→ **YOUR INSTRUCTIONS**
Reproduce verbatim only the portion of the data that starts with the line containing "negative clicks: (225, 260) (213, 260)" and continues through the end of the data, including both of those ends.
::::
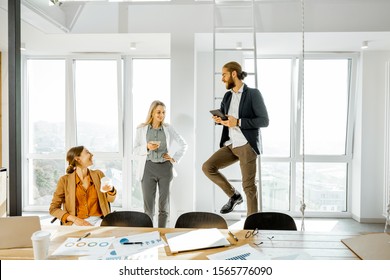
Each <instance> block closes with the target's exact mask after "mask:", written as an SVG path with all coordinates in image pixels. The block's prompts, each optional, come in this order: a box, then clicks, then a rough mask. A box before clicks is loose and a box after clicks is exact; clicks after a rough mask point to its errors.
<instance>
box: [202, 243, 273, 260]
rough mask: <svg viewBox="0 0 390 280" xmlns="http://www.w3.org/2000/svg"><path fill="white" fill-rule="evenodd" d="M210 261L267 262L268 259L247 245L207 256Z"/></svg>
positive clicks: (254, 249) (243, 245) (249, 245)
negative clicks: (225, 260) (213, 260)
mask: <svg viewBox="0 0 390 280" xmlns="http://www.w3.org/2000/svg"><path fill="white" fill-rule="evenodd" d="M207 257H208V258H209V259H210V260H269V257H268V256H266V255H265V254H263V253H261V252H259V251H258V250H256V249H255V248H253V247H251V246H250V245H249V244H245V245H243V246H240V247H237V248H234V249H230V250H225V251H223V252H220V253H216V254H212V255H208V256H207Z"/></svg>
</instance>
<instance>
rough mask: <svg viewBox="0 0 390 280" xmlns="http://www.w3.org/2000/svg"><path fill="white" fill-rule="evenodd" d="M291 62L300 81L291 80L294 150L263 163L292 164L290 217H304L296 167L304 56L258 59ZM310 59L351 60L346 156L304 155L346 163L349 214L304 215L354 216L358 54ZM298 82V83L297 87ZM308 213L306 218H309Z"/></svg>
::::
→ **SOLUTION FOR THIS EXERCISE**
negative clicks: (225, 260) (213, 260)
mask: <svg viewBox="0 0 390 280" xmlns="http://www.w3.org/2000/svg"><path fill="white" fill-rule="evenodd" d="M207 257H208V258H209V259H210V260H269V257H268V256H266V255H265V254H263V253H261V252H259V251H258V250H256V249H255V248H253V247H251V246H250V245H249V244H245V245H243V246H240V247H237V248H234V249H230V250H225V251H223V252H220V253H216V254H212V255H208V256H207Z"/></svg>
</instance>
<instance>
rough mask: <svg viewBox="0 0 390 280" xmlns="http://www.w3.org/2000/svg"><path fill="white" fill-rule="evenodd" d="M291 62L300 81L291 80L294 150L263 163L292 164L290 217H304L296 167L304 56L258 59ZM310 59L351 60L346 156L304 155L346 163L349 214L304 215L354 216L358 54ZM298 82V83L297 87ZM308 213L306 218H309Z"/></svg>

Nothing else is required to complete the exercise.